Set out every line of the records below as a JSON list of strings, with one string per line and blank lines omitted.

Records for this task:
=======

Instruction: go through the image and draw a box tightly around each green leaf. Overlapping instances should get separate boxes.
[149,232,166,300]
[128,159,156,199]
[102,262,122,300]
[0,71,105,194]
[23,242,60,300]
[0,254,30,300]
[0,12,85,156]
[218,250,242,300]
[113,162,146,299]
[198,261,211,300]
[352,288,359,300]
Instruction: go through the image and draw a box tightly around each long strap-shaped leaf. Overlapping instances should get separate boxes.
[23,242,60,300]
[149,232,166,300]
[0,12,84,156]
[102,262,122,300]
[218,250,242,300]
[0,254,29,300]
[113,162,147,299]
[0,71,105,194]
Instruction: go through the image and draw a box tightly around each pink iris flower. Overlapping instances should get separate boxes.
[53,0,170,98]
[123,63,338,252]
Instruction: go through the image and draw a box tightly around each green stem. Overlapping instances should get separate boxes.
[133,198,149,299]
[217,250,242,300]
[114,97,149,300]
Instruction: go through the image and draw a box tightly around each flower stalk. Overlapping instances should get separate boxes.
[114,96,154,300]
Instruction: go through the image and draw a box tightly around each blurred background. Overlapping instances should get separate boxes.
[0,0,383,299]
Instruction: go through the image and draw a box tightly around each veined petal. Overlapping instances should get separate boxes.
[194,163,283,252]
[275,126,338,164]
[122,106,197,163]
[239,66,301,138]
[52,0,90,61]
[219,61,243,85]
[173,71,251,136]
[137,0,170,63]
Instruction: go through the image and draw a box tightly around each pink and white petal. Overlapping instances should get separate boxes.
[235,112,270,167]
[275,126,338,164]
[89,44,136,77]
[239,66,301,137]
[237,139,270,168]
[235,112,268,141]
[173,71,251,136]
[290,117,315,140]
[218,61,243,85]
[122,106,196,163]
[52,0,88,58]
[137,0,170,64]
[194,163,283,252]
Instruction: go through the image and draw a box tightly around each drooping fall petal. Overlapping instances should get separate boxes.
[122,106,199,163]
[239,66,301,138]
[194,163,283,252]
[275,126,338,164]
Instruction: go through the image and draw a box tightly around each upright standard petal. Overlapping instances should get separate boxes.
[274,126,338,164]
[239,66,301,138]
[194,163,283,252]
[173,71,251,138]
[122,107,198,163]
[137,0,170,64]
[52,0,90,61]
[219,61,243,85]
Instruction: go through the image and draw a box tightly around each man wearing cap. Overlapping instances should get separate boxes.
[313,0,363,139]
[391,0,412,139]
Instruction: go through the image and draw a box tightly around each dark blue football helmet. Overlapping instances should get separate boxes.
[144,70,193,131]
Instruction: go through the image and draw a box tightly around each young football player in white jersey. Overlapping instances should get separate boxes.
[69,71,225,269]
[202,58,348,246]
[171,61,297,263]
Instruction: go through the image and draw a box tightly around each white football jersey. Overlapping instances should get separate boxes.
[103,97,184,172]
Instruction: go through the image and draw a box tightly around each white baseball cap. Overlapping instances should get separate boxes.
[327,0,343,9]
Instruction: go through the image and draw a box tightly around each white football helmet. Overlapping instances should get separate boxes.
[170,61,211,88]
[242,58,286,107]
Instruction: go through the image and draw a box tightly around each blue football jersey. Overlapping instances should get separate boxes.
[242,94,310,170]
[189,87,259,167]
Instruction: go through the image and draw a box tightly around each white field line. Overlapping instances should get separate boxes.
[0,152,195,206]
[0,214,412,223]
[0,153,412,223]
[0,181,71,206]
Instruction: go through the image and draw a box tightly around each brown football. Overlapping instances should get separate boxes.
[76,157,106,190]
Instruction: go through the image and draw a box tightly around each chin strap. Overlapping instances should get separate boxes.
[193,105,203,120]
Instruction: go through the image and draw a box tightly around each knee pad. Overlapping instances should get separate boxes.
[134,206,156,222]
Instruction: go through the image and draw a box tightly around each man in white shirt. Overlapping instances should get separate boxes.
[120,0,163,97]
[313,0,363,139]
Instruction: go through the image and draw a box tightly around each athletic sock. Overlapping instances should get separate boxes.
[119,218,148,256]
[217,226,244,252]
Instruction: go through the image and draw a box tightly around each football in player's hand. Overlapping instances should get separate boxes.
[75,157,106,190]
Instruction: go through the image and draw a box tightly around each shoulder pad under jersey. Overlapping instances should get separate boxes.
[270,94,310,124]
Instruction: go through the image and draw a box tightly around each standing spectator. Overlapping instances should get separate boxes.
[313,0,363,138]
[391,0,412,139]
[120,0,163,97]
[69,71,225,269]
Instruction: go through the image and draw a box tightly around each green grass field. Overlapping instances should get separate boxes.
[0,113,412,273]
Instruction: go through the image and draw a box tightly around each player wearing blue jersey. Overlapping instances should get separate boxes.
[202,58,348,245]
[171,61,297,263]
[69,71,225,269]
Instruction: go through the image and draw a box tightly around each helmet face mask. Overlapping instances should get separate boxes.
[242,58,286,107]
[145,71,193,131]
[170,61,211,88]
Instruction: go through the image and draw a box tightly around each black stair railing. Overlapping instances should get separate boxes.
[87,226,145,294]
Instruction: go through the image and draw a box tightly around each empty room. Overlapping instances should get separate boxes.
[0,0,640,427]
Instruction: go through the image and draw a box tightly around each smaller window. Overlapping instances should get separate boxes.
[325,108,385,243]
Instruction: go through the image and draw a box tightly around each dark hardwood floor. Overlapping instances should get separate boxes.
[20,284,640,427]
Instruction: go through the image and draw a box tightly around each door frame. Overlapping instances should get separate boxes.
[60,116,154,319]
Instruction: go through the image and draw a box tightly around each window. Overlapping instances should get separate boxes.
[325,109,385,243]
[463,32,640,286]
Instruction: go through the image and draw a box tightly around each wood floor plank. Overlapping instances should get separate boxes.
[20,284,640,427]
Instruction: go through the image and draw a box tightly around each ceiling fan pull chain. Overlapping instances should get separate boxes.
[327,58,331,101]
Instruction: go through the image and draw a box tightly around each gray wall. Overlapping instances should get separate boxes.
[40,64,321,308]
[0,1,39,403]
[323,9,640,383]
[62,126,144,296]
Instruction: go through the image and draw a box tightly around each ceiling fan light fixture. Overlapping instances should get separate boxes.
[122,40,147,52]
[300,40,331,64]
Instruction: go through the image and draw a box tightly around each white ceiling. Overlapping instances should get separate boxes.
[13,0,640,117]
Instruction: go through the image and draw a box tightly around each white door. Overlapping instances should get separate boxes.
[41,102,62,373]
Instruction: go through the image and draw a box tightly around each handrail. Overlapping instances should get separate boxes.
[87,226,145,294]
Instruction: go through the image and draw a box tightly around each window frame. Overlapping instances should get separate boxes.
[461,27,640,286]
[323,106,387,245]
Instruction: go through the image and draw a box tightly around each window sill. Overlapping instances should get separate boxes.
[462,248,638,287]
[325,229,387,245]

=======

Result of this exercise:
[
  "Instruction: go through the image and draw a box tightly around each green leaf. Overlapping instances should get separate boxes.",
  "[149,232,166,300]",
  "[128,159,156,199]",
  "[102,262,122,300]",
  "[0,71,105,194]",
  "[23,242,60,300]",
  "[0,254,30,300]",
  "[0,12,85,156]",
  "[218,250,242,300]",
  "[113,162,146,299]",
  "[198,261,211,300]",
  "[352,288,359,300]",
  "Instruction: go through the image and draw a box tightly around each long strap-shaped leaf. Overlapping instances should get separate boxes.",
  "[23,242,60,300]",
  "[149,232,166,300]",
  "[0,12,84,156]",
  "[102,262,122,300]",
  "[218,250,242,300]",
  "[0,254,29,300]",
  "[113,162,147,299]",
  "[0,71,105,194]",
  "Instruction: go through the image and draw a box tightly around each pink iris flower. Overlapping instances should get separate boxes.",
  "[53,0,170,98]",
  "[123,63,338,252]",
  "Instruction: go through the image and draw a box tightly around each green stem. Overlapping instances should get separate boxes.",
  "[133,198,149,299]",
  "[217,250,242,300]",
  "[114,97,149,300]",
  "Instruction: go through the image and draw a box tightly around each flower stalk. Overlapping instances should get separate boxes.",
  "[114,96,154,300]",
  "Instruction: go through the image and draw a box tightly around each blurred background. Overlapping instances should get separate boxes.",
  "[0,0,383,299]",
  "Instruction: go through the image and draw a box tightly around each veined petal. Overlapping instances should get separate boxes.",
  "[194,163,283,252]",
  "[275,126,338,164]",
  "[122,106,197,163]",
  "[239,66,301,138]",
  "[52,0,90,61]",
  "[219,61,243,85]",
  "[173,71,251,136]",
  "[137,0,170,63]",
  "Instruction: go through the image and draw a box tightly around each pink and white petal. Overlapping instances should get separate boxes.",
  "[235,112,270,167]",
  "[275,126,338,164]",
  "[89,44,136,77]",
  "[239,66,301,137]",
  "[237,139,270,168]",
  "[235,112,268,141]",
  "[173,71,251,136]",
  "[290,117,315,140]",
  "[218,61,243,85]",
  "[122,106,196,163]",
  "[52,0,88,58]",
  "[137,0,170,64]",
  "[194,163,283,252]",
  "Instruction: go through the image and draw a box tightly around each drooping fall petal. Overlapping instances should get separate boxes.",
  "[122,106,199,163]",
  "[239,66,301,138]",
  "[194,163,283,252]",
  "[275,126,338,164]",
  "Instruction: go through the image and draw a box tightly around each upright standard petal. Overlapping instances should get separate boxes.",
  "[274,126,338,164]",
  "[239,66,301,138]",
  "[194,163,283,252]",
  "[173,71,251,138]",
  "[122,107,198,163]",
  "[137,0,170,64]",
  "[52,0,90,61]",
  "[219,61,243,85]",
  "Instruction: go through the image and draw a box tightly around each man wearing cap. Overlapping instances should get separate boxes.",
  "[313,0,363,139]",
  "[391,0,412,139]",
  "Instruction: go through the image and draw a box tightly around each dark blue football helmet. Overlapping instances should get separate boxes.",
  "[144,70,193,131]",
  "Instruction: go through the image and draw a box tightly around each young football player in white jersey. Overlapping instances should get separate boxes.",
  "[69,71,225,269]",
  "[202,58,348,246]",
  "[171,61,297,263]",
  "Instruction: go through the image and draw a box tightly around each white football jersey. Overlapping instances should get separate boxes.",
  "[103,97,184,172]",
  "Instruction: go through the image and draw a box tightly around each white baseball cap. Overlapping instances should get separate boxes.",
  "[327,0,343,9]",
  "Instruction: go through the image and draw a box tightly around each white football helmet. Overlapping instances should get separate boxes.",
  "[170,61,211,88]",
  "[242,58,286,107]",
  "Instruction: go through the image and draw a box tightly around each blue football jersey. Overlapping instances should get separate boxes.",
  "[242,94,310,170]",
  "[189,87,259,167]",
  "Instruction: go through the image and draw a box tightly around each white field line. Overlapping instances should get separate boxes.",
  "[0,152,195,206]",
  "[0,214,412,223]",
  "[0,153,412,223]",
  "[0,181,71,206]",
  "Instruction: go through the image and draw a box tightly around each brown football. Overlapping instances should get separate boxes.",
  "[76,157,106,190]",
  "Instruction: go through the image and draw a box tightly around each chin strap. Overlapping instances should get separate boxes.",
  "[193,105,203,120]",
  "Instruction: go through the image and draw a box tightly around each knee pad. Overlapping instances should get separate boxes.",
  "[134,206,156,222]",
  "Instruction: go through the image and draw a box tightly around each man in white shirt. Overlapping instances should get separate boxes.",
  "[120,0,163,97]",
  "[313,0,363,139]",
  "Instruction: go through the image and draw a box tightly around each athletic sock. Overlapping instances should get separate boxes.",
  "[119,218,148,256]",
  "[217,226,244,252]",
  "Instruction: go through the image and draw a box tightly around each football in player's hand. Overlapping instances should get separate boxes.",
  "[75,157,106,190]",
  "Instruction: go through the image and draw a box tightly around each shoulder pad under jersey. Overlapping instances should get separate boxes.",
  "[270,94,310,124]",
  "Instruction: go through the image and draw a box tightly around each standing spectator. Overlapping instances should get separate boxes.",
  "[313,0,363,138]",
  "[391,0,412,139]",
  "[120,0,163,97]",
  "[69,71,225,269]",
  "Instruction: go through the image and draw a box tightly around each green grass field. Overlapping instances should get separate boxes.",
  "[0,113,412,273]",
  "Instruction: go through the image and draw a box tightly around each player wearing blue jersey. Overlapping instances should get separate boxes.",
  "[202,58,348,245]",
  "[171,61,297,263]",
  "[69,71,225,269]",
  "Instruction: go through the image and draw a box tightly around each helmet face mask. Overlapping instances should get separate boxes.",
  "[242,58,286,107]",
  "[145,71,193,131]",
  "[170,61,211,88]",
  "Instruction: go through the image and draw a box tightly around each black stair railing. Overlapping instances should get separate boxes.",
  "[87,226,145,294]",
  "Instruction: go through the image and draw a box tightly around each empty room. Overlapping instances should get separate boxes.",
  "[0,0,640,427]",
  "Instruction: go through the image and draw a box tightly around each smaller window. Overlapping instances should get separate boxes.",
  "[325,108,385,243]",
  "Instruction: go through the image and draw a box tightly around each dark hardwood floor. Overlapping instances should get separate boxes.",
  "[20,284,640,427]",
  "Instruction: go through the image and draw a box tightly around each door frame. Overlapping instances should get separate boxes.",
  "[60,116,154,319]",
  "Instruction: go through the image and draw a box tightly around each window. Overlapping instances should get separate boxes.",
  "[325,109,385,243]",
  "[463,32,640,286]",
  "Instruction: go through the image and draw a box tightly around each wood floor plank. Overlapping instances should get separate boxes.",
  "[20,284,640,427]",
  "Instruction: go through the image and draw a box tightly around each ceiling fan pull chain. Overlapping instances should get separate boxes.",
  "[327,58,331,101]",
  "Instruction: go through the image and draw a box tightly around each gray wall. Overlapping instances should get separate boxes.",
  "[40,64,321,308]",
  "[0,1,39,403]",
  "[323,9,640,383]",
  "[62,126,144,296]",
  "Instruction: go through the image and draw a box tightly around each ceiling fan light fixture. Overlapping instances should get separate boxes.",
  "[122,40,147,52]",
  "[300,40,331,64]",
  "Instruction: go through the image and draw a box tightly around each white ceiling. Overlapping instances should get separate boxes.",
  "[13,0,640,117]",
  "Instruction: go through the image and draw a box tightly around each white door. Overlapping instances should get separate boxes.",
  "[41,102,62,373]",
  "Instruction: go through the image and draw a box tightly around each handrail. Overlapping instances should get separate boxes.",
  "[87,226,145,294]",
  "Instruction: go through the image and draw a box tightly around each window frame. Overlapping instances should get separate boxes.",
  "[461,27,640,286]",
  "[323,106,387,245]",
  "Instruction: go through the image and draw a box tightly around each window sill. Overlapping instances should get separate boxes.",
  "[462,248,638,287]",
  "[325,229,387,245]"
]